[TRY IT]
Please give the entries below again exactly, omitting every picture.

[Stored entries]
──────────────────────────────
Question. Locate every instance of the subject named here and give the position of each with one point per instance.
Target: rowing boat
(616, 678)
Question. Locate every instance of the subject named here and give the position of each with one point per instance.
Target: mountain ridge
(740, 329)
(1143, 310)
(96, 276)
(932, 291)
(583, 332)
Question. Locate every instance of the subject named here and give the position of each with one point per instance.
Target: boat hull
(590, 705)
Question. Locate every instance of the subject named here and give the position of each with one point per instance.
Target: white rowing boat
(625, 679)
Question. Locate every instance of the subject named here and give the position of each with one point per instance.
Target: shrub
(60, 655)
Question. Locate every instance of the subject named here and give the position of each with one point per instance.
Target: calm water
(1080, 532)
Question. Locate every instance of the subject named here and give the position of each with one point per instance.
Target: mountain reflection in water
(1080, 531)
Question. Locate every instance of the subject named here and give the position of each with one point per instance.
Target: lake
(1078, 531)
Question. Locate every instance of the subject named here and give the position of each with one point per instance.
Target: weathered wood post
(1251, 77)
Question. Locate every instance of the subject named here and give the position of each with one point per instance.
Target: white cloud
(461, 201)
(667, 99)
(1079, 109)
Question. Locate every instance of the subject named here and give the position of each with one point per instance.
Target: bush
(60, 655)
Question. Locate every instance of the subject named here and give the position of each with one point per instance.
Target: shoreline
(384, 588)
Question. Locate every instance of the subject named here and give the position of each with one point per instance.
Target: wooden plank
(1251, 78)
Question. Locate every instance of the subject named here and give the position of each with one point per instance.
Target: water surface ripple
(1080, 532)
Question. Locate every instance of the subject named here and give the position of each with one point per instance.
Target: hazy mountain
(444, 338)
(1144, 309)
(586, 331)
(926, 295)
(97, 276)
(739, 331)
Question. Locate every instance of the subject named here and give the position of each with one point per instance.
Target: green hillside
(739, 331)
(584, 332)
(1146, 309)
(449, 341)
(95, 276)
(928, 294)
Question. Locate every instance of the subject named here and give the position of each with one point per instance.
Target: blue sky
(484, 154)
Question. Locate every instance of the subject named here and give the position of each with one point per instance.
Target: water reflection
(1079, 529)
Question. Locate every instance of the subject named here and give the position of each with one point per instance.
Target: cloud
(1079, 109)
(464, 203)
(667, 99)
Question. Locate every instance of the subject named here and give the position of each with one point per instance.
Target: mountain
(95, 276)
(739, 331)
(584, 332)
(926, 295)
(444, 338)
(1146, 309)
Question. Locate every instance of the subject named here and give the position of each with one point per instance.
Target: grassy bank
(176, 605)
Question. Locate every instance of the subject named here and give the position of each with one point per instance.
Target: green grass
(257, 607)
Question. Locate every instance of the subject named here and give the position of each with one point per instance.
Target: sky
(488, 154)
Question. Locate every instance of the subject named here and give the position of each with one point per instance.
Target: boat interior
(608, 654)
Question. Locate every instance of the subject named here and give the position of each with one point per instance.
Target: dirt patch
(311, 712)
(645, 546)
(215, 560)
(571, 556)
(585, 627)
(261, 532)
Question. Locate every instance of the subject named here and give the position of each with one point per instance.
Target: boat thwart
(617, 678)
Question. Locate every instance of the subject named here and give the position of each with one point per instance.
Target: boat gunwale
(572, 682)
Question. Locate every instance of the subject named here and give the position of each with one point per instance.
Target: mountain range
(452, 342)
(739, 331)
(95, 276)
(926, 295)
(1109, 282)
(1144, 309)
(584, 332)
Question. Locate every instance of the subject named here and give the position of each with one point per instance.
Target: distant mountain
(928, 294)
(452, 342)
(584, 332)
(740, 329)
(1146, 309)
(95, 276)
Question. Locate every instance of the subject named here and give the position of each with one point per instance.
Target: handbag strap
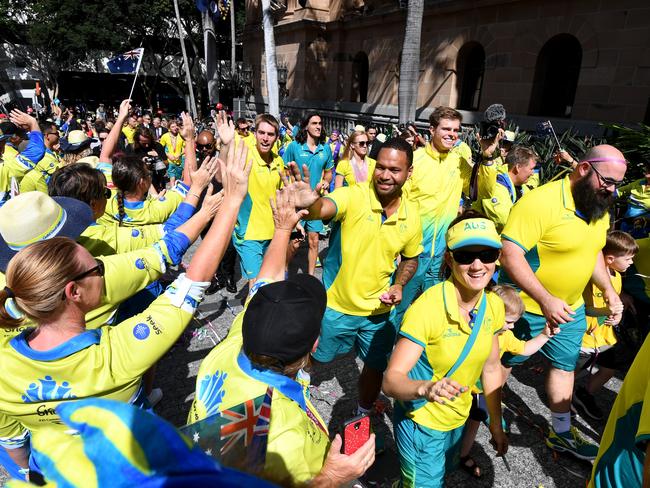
(478, 322)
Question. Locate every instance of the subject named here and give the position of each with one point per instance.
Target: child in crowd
(507, 343)
(598, 356)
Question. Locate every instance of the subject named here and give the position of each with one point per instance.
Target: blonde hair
(347, 152)
(512, 300)
(71, 158)
(36, 277)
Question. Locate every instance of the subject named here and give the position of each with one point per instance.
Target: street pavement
(529, 463)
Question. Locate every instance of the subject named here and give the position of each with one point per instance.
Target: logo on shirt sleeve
(141, 331)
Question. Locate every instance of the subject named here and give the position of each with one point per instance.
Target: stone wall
(319, 46)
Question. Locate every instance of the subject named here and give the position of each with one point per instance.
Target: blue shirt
(318, 161)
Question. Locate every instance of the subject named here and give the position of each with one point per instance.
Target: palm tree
(410, 64)
(269, 54)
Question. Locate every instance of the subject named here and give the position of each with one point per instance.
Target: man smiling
(436, 185)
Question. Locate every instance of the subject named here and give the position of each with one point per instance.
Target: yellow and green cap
(473, 232)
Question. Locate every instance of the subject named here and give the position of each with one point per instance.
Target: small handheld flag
(128, 62)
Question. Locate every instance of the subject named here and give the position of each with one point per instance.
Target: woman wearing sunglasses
(446, 343)
(355, 165)
(55, 283)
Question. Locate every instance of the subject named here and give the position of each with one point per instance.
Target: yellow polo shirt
(561, 248)
(125, 275)
(436, 185)
(602, 334)
(102, 363)
(107, 239)
(174, 150)
(148, 211)
(623, 446)
(344, 168)
(363, 248)
(434, 322)
(499, 204)
(38, 178)
(255, 218)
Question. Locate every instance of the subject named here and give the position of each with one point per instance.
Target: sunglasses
(606, 182)
(98, 268)
(486, 256)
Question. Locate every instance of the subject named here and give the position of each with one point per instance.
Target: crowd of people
(444, 270)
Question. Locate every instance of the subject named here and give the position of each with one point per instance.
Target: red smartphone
(356, 433)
──────────────────────────────
[FINISHED EXERCISE]
Question. Locate every instance of the subject named here and give the position of each with one point per instance.
Target: rowing boat
(616, 678)
Question. Locate every instance of the subject named here and give the position of each with one point per instance.
Target: mountain ridge
(740, 329)
(1143, 310)
(96, 276)
(932, 291)
(583, 332)
Question. Locate every instance of the subject named here and give the position of each with one point per instance.
Target: boat hull
(590, 705)
Question. Locate every instance of the subject named here and give the position of each with one point per instance.
Target: white rowing boat
(625, 679)
Question. Locate every instance of the subject named here and give the position of each with one point per instance.
Target: shrub
(60, 655)
Question. Locate every instance of the subject named here and give the position of each with one point per instance.
Target: calm water
(1080, 532)
Question. Locate every instance of the subject named here and give the position of each with one point per instance.
Target: mountain reflection in water
(1080, 531)
Question. Locate every instance of the subject named here and give the position of each with one point per instance.
Target: lake
(1078, 531)
Question. Locate every instance of the subject named here and give the position of each with one point per instance.
Target: weathered wood post
(1251, 77)
Question. Locate every instance of the subject named here and give the position of each with one point per instance.
Target: white cloud
(461, 201)
(667, 99)
(1079, 109)
Question. Locate every instance of the subject named here and give the position of each with one point per instance.
Target: bush
(60, 655)
Question. Locate every instance of the subject named here and give the position of each with one point per instance.
Target: shoreline
(384, 588)
Question. Locate every instance of the subject named here and give the position of each with one point per instance.
Target: wooden plank
(1251, 78)
Question. Locate every instance of the subject named here and give the position of each with one point per instance.
Target: water surface ripple
(1080, 532)
Question. Locate every instance of the subject named here and give the position of each with one point per instance.
Target: hazy mountain
(444, 338)
(1144, 309)
(586, 331)
(926, 295)
(97, 276)
(739, 331)
Question. Locate every instance of the subject named here and give the position of each with one point per instance.
Target: green hillside
(739, 331)
(584, 332)
(1146, 309)
(449, 341)
(95, 276)
(928, 294)
Question. Locate every instance of the subject named here and give the position of each with one point per instance.
Target: blue sky
(484, 154)
Question. Locate every instance of the subject named here and give the position of each with one point per instance.
Target: water reflection
(1079, 529)
Question. Locate every instance of the subject named here and give the position of each with one point per instance.
Target: cloud
(1079, 109)
(464, 203)
(667, 99)
Question. Locate every instance of the subject named here and give the position of each with one point per instance.
Target: mountain
(95, 276)
(739, 331)
(584, 332)
(926, 295)
(444, 338)
(1146, 309)
Question. Locate every instance of the subject named here and give the position of each with one point per instance.
Target: grassy bank
(176, 605)
Question. Locate every instance of the subject named here and give the position of each with one point per instance.
Target: green grass
(257, 607)
Question. Locate every instance of the subject named here and give the position of each with one point per instance.
Target: sky
(488, 154)
Question. Locate every instance of the subject named here and give the position of each with one point per instance.
Target: boat interior
(608, 654)
Question. Locate every instance of the subject named here and give the position of each with one point per instance.
Target: dirt patch
(311, 712)
(645, 546)
(215, 560)
(571, 556)
(585, 627)
(261, 532)
Question. Locate every instance of the subject named here and give the position of each with one point per instance.
Target: boat thwart
(617, 678)
Question. Locate every instance of the subject named here and give the position of each with one point per instance.
Target: boat gunwale
(572, 682)
Question. Locate every instance of the subject named here and give the position of each with one point per instance.
Target: mountain range
(452, 342)
(739, 331)
(95, 276)
(926, 295)
(1109, 282)
(1144, 309)
(584, 332)
Question. Locate every instance of the subject named here and give the position of each with one point per instance.
Target: distant mountain
(928, 294)
(452, 342)
(584, 332)
(740, 329)
(1146, 309)
(95, 276)
Question. Locate every instance of the subject named here and give the position of each with one point per instance.
Target: handbag strap
(478, 322)
Question. Locate every instance of the subject named here and give the position of each with one point per instance.
Target: child in crowd
(507, 343)
(598, 356)
Question. Locate every instance of the subject named here and give the position of each with one point per instance.
Target: blonde hair
(347, 152)
(512, 300)
(71, 158)
(36, 277)
Question. Locate every instance of the subject named here and give the position of each with one point per instance.
Target: street pavement
(529, 463)
Question. Locate every instance of the subject named here and give the position of each with one point per instance.
Target: logo on shirt sleeve
(141, 331)
Question. Locate every instance of the subject named here and give the position of each with one point per instance.
Target: stone wall
(319, 46)
Question. Locate every instance of the subject named here and give the position of each with one point per instance.
Target: blue shirt
(318, 161)
Question. Locate every instance of the subject named here and give the position of each with one point per instance.
Target: palm tree
(410, 64)
(269, 54)
Question. Locate every instance of the subject named here and give the position of each with one point per instance.
Target: man smiling
(436, 185)
Question. Locate every instance of the subject named here and give the position of each with one point per instance.
Target: yellow and green cap
(473, 232)
Question. Locate every instance of the subject named here and give the position of each with one point per instance.
Target: small handheld flag
(128, 62)
Question. Locate every instance of the subject named here and give the position of each with one point per instance.
Target: woman wearing sunglasses
(446, 343)
(355, 165)
(55, 283)
Question. Locate every instance of the subject named here and give the position of each with one point per instance.
Target: yellow polo shirt
(561, 248)
(125, 275)
(436, 185)
(602, 334)
(102, 363)
(107, 239)
(174, 150)
(148, 211)
(623, 446)
(344, 168)
(363, 248)
(434, 322)
(499, 204)
(38, 178)
(255, 218)
Question. Locate every instance of the subject named here and give the position of each with one point per instance.
Target: sunglasses
(606, 182)
(98, 268)
(486, 256)
Question. Locate every instance of the subject named here and give the position of each with one point per instance.
Target: crowd of people
(444, 270)
Question. Locate every instance of the subject named here and give the position of each with one point per instance.
Target: red smartphone
(356, 433)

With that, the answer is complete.